> _Exercise goal_
Copy the records below exactly as they stand. Leave out the pictures.

══ The data

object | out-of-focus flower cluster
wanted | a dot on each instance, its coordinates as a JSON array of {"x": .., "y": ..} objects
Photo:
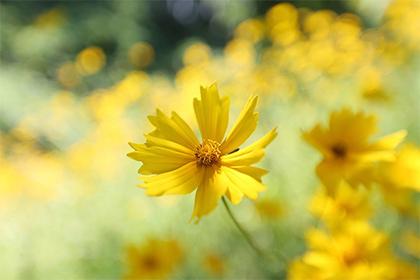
[{"x": 70, "y": 150}]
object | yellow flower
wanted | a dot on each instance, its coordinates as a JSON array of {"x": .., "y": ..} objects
[
  {"x": 348, "y": 204},
  {"x": 214, "y": 167},
  {"x": 156, "y": 260},
  {"x": 355, "y": 251},
  {"x": 404, "y": 173},
  {"x": 347, "y": 152},
  {"x": 399, "y": 181}
]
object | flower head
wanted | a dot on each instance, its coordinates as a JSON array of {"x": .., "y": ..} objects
[
  {"x": 347, "y": 152},
  {"x": 213, "y": 165},
  {"x": 354, "y": 251},
  {"x": 155, "y": 260}
]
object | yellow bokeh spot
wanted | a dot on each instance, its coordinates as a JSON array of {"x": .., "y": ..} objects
[
  {"x": 68, "y": 76},
  {"x": 284, "y": 14},
  {"x": 53, "y": 18},
  {"x": 90, "y": 61},
  {"x": 196, "y": 54},
  {"x": 141, "y": 54}
]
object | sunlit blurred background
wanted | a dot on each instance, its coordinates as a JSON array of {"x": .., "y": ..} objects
[{"x": 78, "y": 80}]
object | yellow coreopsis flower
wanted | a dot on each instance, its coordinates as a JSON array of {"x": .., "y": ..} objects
[
  {"x": 157, "y": 259},
  {"x": 347, "y": 152},
  {"x": 355, "y": 251},
  {"x": 213, "y": 166}
]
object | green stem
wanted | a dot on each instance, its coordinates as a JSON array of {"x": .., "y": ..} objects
[{"x": 241, "y": 229}]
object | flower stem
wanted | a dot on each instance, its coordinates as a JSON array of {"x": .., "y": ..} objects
[{"x": 241, "y": 229}]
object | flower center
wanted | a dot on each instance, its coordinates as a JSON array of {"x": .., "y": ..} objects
[
  {"x": 208, "y": 152},
  {"x": 339, "y": 150}
]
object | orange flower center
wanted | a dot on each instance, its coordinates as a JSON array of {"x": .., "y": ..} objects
[
  {"x": 208, "y": 152},
  {"x": 339, "y": 150}
]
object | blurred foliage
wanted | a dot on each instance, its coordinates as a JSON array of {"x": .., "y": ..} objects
[{"x": 78, "y": 80}]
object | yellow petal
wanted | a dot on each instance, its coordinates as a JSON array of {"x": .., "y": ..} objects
[
  {"x": 212, "y": 113},
  {"x": 330, "y": 172},
  {"x": 157, "y": 159},
  {"x": 242, "y": 182},
  {"x": 386, "y": 144},
  {"x": 173, "y": 129},
  {"x": 180, "y": 181},
  {"x": 252, "y": 171},
  {"x": 163, "y": 143},
  {"x": 211, "y": 189},
  {"x": 243, "y": 127},
  {"x": 251, "y": 154}
]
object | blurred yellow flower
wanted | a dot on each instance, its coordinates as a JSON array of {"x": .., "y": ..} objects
[
  {"x": 156, "y": 260},
  {"x": 399, "y": 181},
  {"x": 404, "y": 173},
  {"x": 141, "y": 54},
  {"x": 410, "y": 242},
  {"x": 355, "y": 251},
  {"x": 348, "y": 203},
  {"x": 214, "y": 167},
  {"x": 347, "y": 153}
]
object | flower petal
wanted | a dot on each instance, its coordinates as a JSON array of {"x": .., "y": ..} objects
[
  {"x": 180, "y": 181},
  {"x": 243, "y": 127},
  {"x": 159, "y": 159},
  {"x": 212, "y": 113},
  {"x": 173, "y": 129},
  {"x": 241, "y": 184},
  {"x": 383, "y": 149},
  {"x": 251, "y": 154},
  {"x": 212, "y": 188}
]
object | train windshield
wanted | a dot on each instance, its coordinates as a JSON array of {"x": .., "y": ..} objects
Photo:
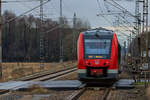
[{"x": 97, "y": 48}]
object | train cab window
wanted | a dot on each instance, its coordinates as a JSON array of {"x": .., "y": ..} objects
[{"x": 97, "y": 48}]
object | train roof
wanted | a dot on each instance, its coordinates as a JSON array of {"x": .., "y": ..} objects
[{"x": 98, "y": 31}]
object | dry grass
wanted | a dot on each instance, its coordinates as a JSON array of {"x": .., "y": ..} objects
[
  {"x": 12, "y": 71},
  {"x": 148, "y": 93}
]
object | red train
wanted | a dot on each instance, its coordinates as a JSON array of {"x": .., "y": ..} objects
[{"x": 98, "y": 52}]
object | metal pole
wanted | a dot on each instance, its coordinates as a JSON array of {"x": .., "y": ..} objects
[
  {"x": 0, "y": 40},
  {"x": 41, "y": 36},
  {"x": 147, "y": 35}
]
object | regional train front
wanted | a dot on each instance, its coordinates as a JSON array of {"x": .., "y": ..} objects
[{"x": 98, "y": 55}]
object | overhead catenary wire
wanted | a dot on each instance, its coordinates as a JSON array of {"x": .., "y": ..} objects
[
  {"x": 16, "y": 1},
  {"x": 124, "y": 10},
  {"x": 106, "y": 18},
  {"x": 13, "y": 19}
]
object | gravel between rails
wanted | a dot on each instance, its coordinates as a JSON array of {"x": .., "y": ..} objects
[
  {"x": 92, "y": 95},
  {"x": 72, "y": 76}
]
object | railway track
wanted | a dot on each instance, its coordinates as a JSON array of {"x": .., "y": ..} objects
[
  {"x": 38, "y": 76},
  {"x": 44, "y": 77},
  {"x": 80, "y": 94}
]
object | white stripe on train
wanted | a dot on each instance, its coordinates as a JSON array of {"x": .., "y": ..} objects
[{"x": 109, "y": 71}]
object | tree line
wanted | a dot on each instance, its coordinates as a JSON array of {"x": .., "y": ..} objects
[{"x": 21, "y": 38}]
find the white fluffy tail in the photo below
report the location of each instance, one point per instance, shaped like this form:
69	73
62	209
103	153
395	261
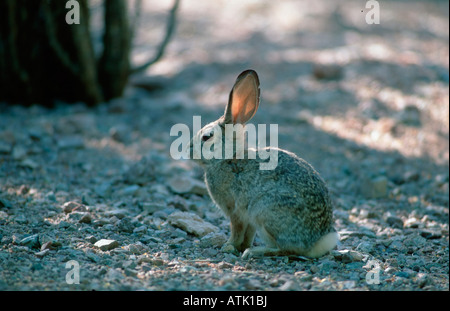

════

> _Task answer_
object | out-of-focus flower cluster
wanted | a dot on each instance, its coordinates as a JSON array of {"x": .., "y": ..} objects
Photo:
[{"x": 70, "y": 150}]
object | yellow flower
wanted | a dot on each instance, its coordinates as a JSON array of {"x": .., "y": ..} objects
[
  {"x": 348, "y": 204},
  {"x": 214, "y": 167},
  {"x": 156, "y": 260},
  {"x": 355, "y": 251},
  {"x": 404, "y": 173},
  {"x": 347, "y": 152},
  {"x": 399, "y": 181}
]
object | flower head
wanted | a dot on each instance, its coordinates as a JSON array of {"x": .., "y": ..} objects
[
  {"x": 347, "y": 152},
  {"x": 213, "y": 165},
  {"x": 354, "y": 251},
  {"x": 155, "y": 260}
]
object | yellow bokeh spot
wanted | a dot on each instance, its coordinates as a JSON array of {"x": .., "y": ..} objects
[
  {"x": 68, "y": 76},
  {"x": 284, "y": 14},
  {"x": 53, "y": 18},
  {"x": 90, "y": 61},
  {"x": 196, "y": 54},
  {"x": 141, "y": 54}
]
object | sunlit blurred background
wanted | a dot on each instance, its coordinates as a JSON array of {"x": .., "y": ..} objects
[{"x": 78, "y": 80}]
object | yellow coreopsis flower
wanted | a dot on each instance, its coordinates as a JSON array of {"x": .., "y": ..} objects
[
  {"x": 157, "y": 259},
  {"x": 347, "y": 152},
  {"x": 355, "y": 251},
  {"x": 213, "y": 166}
]
object | green stem
wanted | a dot on each instance, its coordinates as a JSON array of {"x": .., "y": ..} objects
[{"x": 241, "y": 229}]
object | flower stem
wanted | a dot on each instance, its coordinates as a JSON array of {"x": .., "y": ..} objects
[{"x": 241, "y": 229}]
object | flower center
wanted | a dot on each instance, its coordinates as a JSON array of {"x": .., "y": ..} objects
[
  {"x": 208, "y": 152},
  {"x": 339, "y": 150}
]
object | orange flower center
wanted | a dot on each instance, its coordinates as a JSON array of {"x": .., "y": ..} objects
[
  {"x": 208, "y": 152},
  {"x": 339, "y": 150}
]
object | blurred foliage
wanted | a dot on each instance, its coordinates as a JSON array of {"x": .., "y": ..} objects
[{"x": 78, "y": 80}]
object | yellow petal
wanted | a dot on each instance, its coordinates as a JSON array of {"x": .., "y": ..} objects
[
  {"x": 212, "y": 113},
  {"x": 330, "y": 172},
  {"x": 157, "y": 159},
  {"x": 242, "y": 182},
  {"x": 386, "y": 144},
  {"x": 173, "y": 129},
  {"x": 180, "y": 181},
  {"x": 252, "y": 171},
  {"x": 163, "y": 143},
  {"x": 211, "y": 189},
  {"x": 243, "y": 127},
  {"x": 251, "y": 154}
]
object | blurred yellow flower
wanted | a dot on each instance, its coordinates as a JSON array of {"x": .., "y": ..} objects
[
  {"x": 156, "y": 260},
  {"x": 399, "y": 181},
  {"x": 404, "y": 173},
  {"x": 141, "y": 54},
  {"x": 410, "y": 242},
  {"x": 355, "y": 251},
  {"x": 348, "y": 203},
  {"x": 214, "y": 167},
  {"x": 347, "y": 153}
]
object | flower petal
wanted | a dot on each instance, its coordinates as a JSON array of {"x": .., "y": ..} objects
[
  {"x": 180, "y": 181},
  {"x": 243, "y": 127},
  {"x": 159, "y": 159},
  {"x": 212, "y": 113},
  {"x": 173, "y": 129},
  {"x": 241, "y": 184},
  {"x": 383, "y": 149},
  {"x": 251, "y": 154},
  {"x": 212, "y": 188}
]
object | train windshield
wanted | a dot on each instance, its coordinates as a JSON array of {"x": .., "y": ..} objects
Photo:
[{"x": 97, "y": 48}]
object | train cab window
wanted | a dot on each instance, its coordinates as a JSON array of {"x": .., "y": ..} objects
[{"x": 97, "y": 48}]
object | train roof
wanted | a dot on each instance, its coordinates as a JSON array of {"x": .., "y": ..} objects
[{"x": 98, "y": 31}]
object | dry grass
wanted | a dot on each instance, its coordinates as a JSON array of {"x": .., "y": ..} objects
[
  {"x": 12, "y": 71},
  {"x": 148, "y": 93}
]
object | red train
wanted | a dot on each instance, its coordinates as a JSON array of {"x": .., "y": ..} objects
[{"x": 98, "y": 52}]
object | metal pole
wanted | a dot on each instance, its coordinates as a JSON array of {"x": .., "y": ..} objects
[
  {"x": 0, "y": 40},
  {"x": 41, "y": 36},
  {"x": 147, "y": 35}
]
object | regional train front
wanted | a dot on each instance, its coordinates as a JSON array of {"x": .., "y": ..} objects
[{"x": 98, "y": 55}]
object | overhead catenary wire
wanted | a dot on each instance, its coordinates as a JSON array of {"x": .., "y": ..} objects
[
  {"x": 16, "y": 1},
  {"x": 124, "y": 10},
  {"x": 106, "y": 18},
  {"x": 13, "y": 19}
]
object | gravel between rails
wanted | a dot on each instance, its coordinates as a JSON array of {"x": .., "y": ..} objects
[
  {"x": 92, "y": 95},
  {"x": 72, "y": 76}
]
object | railway track
wanted | a dot on each instance, its coordinates as a JSON array of {"x": .., "y": ..} objects
[
  {"x": 38, "y": 76},
  {"x": 44, "y": 77},
  {"x": 80, "y": 94}
]
object | white stripe on train
wanted | a dot on each instance, its coordinates as a JSON array of {"x": .., "y": ..} objects
[{"x": 109, "y": 71}]
object | tree line
wanted | a dot on each instance, its coordinates as a JSON array of {"x": .., "y": ..} objects
[{"x": 21, "y": 38}]
find the white fluffy tail in the photo below
report the location of each instance, one point per instance, shaped like this form:
69	73
62	209
103	153
395	261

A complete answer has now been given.